TASKS TO PERFORM:
[A] In the extract on the Harvard Science Center below, shorten the paragraph beginning "The Science Center was financed in part" into a brief bulleted list that keeps its main facts.
[B] Carry on the extract on the Harvard Science Center below, starting after its last sentence.

EXTRACT:
-- Opening Marker --
The Harvard University Science Center is Harvard's main classroom and laboratory building for undergraduate science and mathematics, in addition to housing numerous other facilities and services. Located just north of Harvard Yard, the Science Center was built in 1973 after a design by Josep Lluís Sert (then dean of the Harvard Graduate School of Design).
The Science Center was financed in part by an anonymous gift from Edwin Land, inventor of the Polaroid "Land" camera. (Despite popular rumors the building was not designed to resemble one of the Land's early models.) As part of its construction the portion of Cambridge Street running along the north edge of Harvard Yard was depressed into an underpass, allowing unhindered pedestrian movement between the Yard and Harvard facilities to the north, including the Science Center itself.
-- Closing Marker --
ENTRIES PROVIDED:
-- Opening Marker --
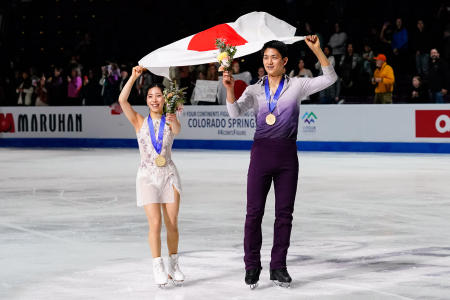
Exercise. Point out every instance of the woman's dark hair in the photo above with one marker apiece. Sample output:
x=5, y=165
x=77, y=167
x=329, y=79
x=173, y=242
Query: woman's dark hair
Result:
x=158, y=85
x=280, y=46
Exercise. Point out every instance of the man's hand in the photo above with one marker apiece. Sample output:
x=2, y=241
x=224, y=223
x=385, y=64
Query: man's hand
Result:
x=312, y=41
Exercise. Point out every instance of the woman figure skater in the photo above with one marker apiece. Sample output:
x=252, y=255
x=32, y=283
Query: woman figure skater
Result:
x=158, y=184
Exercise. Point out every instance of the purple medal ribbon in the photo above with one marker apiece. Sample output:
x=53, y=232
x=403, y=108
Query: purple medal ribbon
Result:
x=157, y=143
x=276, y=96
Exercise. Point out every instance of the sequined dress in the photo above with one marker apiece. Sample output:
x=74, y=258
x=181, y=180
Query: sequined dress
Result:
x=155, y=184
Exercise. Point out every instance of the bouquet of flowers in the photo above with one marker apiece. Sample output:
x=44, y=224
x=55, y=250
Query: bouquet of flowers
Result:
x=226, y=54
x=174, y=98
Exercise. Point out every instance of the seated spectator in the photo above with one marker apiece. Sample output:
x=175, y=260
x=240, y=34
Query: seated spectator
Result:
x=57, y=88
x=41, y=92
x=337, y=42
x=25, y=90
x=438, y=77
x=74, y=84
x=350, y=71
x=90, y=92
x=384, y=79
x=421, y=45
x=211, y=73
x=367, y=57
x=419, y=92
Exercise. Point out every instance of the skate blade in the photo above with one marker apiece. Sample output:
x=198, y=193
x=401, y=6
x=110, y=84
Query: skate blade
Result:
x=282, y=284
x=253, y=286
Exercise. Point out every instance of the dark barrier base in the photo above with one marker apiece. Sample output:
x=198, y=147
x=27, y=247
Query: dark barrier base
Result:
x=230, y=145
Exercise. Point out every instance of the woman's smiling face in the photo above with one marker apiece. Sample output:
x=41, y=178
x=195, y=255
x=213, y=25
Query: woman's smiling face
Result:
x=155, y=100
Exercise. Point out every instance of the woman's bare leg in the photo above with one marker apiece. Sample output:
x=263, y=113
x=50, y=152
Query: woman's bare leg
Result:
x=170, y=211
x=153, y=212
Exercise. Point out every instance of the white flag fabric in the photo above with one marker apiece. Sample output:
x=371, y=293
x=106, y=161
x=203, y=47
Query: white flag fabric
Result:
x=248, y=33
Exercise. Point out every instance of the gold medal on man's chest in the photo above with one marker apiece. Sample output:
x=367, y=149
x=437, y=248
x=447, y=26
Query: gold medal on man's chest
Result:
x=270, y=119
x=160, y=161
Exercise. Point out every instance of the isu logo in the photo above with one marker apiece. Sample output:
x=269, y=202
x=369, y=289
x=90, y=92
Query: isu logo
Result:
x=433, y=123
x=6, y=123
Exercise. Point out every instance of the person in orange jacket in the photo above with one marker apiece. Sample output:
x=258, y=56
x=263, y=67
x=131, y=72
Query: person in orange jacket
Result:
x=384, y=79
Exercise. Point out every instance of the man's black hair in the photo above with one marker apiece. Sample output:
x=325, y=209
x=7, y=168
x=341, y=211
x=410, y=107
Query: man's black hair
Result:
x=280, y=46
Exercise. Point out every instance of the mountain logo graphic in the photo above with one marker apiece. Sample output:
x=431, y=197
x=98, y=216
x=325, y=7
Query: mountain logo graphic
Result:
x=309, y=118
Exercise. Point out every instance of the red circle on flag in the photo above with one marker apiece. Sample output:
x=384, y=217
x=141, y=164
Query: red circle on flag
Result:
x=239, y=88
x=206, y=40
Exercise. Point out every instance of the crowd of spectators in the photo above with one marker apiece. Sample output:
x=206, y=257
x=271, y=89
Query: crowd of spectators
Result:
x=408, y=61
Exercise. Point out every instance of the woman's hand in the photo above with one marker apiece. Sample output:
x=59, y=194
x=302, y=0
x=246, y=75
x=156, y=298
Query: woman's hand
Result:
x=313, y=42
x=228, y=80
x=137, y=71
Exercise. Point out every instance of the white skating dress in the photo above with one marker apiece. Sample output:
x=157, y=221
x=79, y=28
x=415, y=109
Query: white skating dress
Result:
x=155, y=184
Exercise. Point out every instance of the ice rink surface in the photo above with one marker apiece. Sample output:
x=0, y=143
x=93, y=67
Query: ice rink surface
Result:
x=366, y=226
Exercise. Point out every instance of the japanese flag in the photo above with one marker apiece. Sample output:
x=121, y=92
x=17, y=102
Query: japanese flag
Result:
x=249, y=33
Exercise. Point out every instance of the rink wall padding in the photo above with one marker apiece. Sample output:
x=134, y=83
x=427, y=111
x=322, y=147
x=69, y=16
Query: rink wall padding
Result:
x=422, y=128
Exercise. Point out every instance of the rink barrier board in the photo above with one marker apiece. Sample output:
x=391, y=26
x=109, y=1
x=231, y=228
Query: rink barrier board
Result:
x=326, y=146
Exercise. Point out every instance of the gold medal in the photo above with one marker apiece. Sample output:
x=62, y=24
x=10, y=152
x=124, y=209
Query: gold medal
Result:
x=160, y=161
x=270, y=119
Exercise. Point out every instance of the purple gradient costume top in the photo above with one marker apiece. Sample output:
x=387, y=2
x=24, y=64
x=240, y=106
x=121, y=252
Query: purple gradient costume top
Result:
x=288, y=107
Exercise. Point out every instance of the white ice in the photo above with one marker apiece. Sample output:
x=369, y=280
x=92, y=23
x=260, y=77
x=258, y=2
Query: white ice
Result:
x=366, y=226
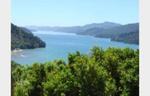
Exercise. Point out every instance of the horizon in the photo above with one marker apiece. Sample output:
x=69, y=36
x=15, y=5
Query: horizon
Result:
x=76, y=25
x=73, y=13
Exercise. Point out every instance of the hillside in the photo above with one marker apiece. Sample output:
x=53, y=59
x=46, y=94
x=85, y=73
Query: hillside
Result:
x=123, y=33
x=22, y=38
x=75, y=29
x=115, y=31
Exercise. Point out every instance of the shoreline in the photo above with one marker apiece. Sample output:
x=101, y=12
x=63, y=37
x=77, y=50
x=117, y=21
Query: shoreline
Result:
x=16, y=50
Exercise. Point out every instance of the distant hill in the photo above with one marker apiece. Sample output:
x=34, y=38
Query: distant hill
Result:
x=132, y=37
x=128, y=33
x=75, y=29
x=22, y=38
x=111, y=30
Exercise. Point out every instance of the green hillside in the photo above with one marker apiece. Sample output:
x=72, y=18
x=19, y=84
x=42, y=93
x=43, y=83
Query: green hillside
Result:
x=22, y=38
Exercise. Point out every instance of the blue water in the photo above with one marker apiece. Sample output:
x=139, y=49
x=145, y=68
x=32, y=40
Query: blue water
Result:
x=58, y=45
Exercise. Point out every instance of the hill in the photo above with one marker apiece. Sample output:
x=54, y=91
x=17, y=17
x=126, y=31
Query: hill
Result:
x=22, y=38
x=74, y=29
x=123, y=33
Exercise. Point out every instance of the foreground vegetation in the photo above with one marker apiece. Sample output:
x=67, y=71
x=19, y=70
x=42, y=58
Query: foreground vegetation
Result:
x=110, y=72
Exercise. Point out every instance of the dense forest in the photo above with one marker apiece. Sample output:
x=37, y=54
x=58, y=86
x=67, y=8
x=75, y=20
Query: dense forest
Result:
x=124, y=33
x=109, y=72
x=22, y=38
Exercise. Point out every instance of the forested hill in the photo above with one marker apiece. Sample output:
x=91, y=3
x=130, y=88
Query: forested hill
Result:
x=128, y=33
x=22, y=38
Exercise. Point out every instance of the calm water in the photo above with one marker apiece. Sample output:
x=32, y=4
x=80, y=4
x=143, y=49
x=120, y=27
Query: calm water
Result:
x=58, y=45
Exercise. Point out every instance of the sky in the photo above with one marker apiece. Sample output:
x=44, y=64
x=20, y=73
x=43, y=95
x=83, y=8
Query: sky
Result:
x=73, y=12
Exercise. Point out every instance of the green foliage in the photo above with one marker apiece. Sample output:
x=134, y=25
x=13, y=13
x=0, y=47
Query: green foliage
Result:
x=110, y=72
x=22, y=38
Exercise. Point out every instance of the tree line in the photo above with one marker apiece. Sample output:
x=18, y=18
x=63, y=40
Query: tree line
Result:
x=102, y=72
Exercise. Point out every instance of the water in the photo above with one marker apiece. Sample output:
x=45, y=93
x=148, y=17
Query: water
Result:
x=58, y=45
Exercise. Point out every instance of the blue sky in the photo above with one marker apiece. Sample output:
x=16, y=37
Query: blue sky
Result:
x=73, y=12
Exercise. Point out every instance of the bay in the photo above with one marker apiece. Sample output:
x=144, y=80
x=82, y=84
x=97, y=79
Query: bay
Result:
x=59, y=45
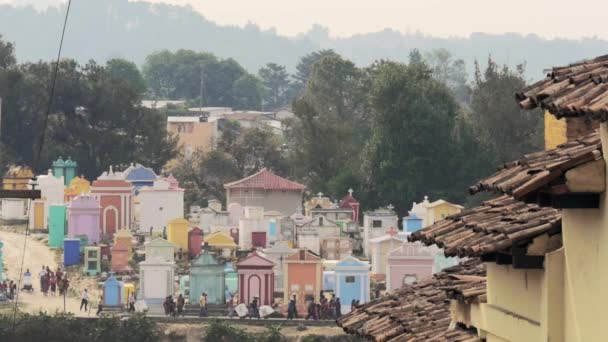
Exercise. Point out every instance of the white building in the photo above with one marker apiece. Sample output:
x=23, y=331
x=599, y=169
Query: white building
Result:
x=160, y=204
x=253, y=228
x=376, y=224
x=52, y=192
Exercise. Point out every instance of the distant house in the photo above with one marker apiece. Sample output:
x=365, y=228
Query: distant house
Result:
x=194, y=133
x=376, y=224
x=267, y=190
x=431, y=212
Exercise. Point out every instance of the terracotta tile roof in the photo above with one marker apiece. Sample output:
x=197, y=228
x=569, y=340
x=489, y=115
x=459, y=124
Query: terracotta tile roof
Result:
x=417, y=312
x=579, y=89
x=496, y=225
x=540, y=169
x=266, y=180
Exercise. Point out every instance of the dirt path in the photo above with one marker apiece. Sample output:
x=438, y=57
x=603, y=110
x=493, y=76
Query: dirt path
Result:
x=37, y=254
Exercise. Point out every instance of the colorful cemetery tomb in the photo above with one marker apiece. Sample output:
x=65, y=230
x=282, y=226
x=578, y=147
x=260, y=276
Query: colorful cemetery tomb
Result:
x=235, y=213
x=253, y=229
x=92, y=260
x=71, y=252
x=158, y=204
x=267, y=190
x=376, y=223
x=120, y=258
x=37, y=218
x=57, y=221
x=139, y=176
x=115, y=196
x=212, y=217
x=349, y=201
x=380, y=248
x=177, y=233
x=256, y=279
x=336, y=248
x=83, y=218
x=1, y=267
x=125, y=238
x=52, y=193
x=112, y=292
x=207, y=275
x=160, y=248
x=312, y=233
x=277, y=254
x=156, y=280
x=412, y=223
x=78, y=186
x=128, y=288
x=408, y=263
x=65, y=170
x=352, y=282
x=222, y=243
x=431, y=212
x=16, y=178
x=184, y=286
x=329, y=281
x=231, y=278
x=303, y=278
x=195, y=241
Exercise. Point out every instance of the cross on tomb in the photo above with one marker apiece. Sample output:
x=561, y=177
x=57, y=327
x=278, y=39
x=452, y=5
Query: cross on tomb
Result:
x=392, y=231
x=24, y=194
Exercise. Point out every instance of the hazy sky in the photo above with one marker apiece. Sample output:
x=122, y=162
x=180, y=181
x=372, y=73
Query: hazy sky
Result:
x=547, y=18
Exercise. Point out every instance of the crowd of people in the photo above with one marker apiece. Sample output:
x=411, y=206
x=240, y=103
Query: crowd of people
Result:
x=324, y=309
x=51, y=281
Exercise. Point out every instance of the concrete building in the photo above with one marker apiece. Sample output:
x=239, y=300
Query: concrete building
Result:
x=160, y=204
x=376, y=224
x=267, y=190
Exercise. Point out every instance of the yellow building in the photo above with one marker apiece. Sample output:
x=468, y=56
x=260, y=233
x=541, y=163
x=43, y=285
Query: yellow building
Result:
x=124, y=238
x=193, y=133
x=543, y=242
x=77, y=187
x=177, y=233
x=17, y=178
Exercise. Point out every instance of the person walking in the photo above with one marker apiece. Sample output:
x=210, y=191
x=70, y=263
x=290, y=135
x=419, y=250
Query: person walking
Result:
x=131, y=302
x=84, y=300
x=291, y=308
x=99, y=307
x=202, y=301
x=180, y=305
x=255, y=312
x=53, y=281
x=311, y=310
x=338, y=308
-- Closing Marker --
-- Opening Marker --
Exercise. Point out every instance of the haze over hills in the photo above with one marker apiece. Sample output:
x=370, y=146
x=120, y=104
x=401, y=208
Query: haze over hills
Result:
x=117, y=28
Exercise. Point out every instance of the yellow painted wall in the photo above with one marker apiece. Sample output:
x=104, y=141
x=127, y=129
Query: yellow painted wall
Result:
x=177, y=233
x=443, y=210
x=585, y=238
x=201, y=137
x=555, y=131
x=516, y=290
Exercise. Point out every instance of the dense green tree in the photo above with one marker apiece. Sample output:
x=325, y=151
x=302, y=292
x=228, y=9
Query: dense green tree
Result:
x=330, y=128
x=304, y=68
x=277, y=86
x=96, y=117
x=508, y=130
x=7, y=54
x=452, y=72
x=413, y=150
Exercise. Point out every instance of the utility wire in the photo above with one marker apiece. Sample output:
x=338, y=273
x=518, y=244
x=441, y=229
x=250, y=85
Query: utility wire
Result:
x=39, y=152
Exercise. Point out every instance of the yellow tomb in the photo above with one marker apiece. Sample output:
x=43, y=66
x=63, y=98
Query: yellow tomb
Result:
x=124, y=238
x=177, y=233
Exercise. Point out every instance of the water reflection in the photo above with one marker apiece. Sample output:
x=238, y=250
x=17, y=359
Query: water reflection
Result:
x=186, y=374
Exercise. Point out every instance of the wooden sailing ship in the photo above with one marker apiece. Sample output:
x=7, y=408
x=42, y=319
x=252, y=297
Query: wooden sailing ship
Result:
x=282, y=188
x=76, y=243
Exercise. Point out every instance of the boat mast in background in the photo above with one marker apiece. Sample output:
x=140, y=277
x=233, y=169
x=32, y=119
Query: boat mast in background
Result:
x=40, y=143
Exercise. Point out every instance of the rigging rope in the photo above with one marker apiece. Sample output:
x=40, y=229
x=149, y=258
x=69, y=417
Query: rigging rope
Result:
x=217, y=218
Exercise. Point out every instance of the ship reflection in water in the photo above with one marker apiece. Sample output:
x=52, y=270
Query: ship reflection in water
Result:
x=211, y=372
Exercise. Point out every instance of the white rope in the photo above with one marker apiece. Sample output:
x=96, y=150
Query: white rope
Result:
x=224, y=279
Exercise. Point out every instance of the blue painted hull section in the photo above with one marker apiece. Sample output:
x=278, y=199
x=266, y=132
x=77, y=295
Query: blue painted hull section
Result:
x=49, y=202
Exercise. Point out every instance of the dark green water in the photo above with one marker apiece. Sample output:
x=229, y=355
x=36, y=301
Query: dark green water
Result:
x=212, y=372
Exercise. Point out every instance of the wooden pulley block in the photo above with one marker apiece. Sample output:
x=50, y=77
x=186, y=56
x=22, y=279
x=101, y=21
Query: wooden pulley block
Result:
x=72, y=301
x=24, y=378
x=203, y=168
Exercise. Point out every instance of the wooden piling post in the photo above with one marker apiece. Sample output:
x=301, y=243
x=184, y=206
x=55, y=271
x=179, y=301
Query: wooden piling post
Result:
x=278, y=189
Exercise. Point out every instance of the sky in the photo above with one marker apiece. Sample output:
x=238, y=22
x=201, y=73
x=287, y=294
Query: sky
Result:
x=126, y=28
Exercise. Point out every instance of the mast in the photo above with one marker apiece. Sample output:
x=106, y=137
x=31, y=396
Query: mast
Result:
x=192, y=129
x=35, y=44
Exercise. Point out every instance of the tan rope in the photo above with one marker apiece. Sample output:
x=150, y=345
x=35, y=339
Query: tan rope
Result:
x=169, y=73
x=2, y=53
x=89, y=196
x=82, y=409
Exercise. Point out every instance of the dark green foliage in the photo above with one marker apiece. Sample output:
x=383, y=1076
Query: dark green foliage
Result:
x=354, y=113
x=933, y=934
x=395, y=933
-- Closing Marker --
RESPONSES BY ITEM NUMBER:
[A]
- Edwin Land, inventor of the Polaroid "Land" camera, helped fund the building through an anonymous gift.
- Despite popular rumors, it was not designed to resemble one of his early camera models.
- During construction, the stretch of Cambridge Street along the north edge of Harvard Yard was lowered into an underpass.
- This let pedestrians move freely between the Yard and Harvard facilities to the north, including the Science Center.

[B]
The Science Center houses the History of Science, Mathematics, and Statistics Departments; the Cabot Science Library; the Derek Bok Center for Teaching and Learning; the Collection of Historical Scientific Instruments; teaching laboratories for the chemistry, physics, biology, and other sciences; innumerable faculty and staff offices; and facilities for central services such as mail and computing. In addition to its twenty general-use classrooms, its five main lecture halls seat up to several hundred students. On the main floor sections of the pioneering Harvard Mark I computer are on display.
Beneath the Science Center—essentially separate from and unconnected to the Science Center above (and largely unknown to occupants of the Science Center proper)—is a massive chilled water plant, which provides cooling to much of Harvard from the Science Center northward.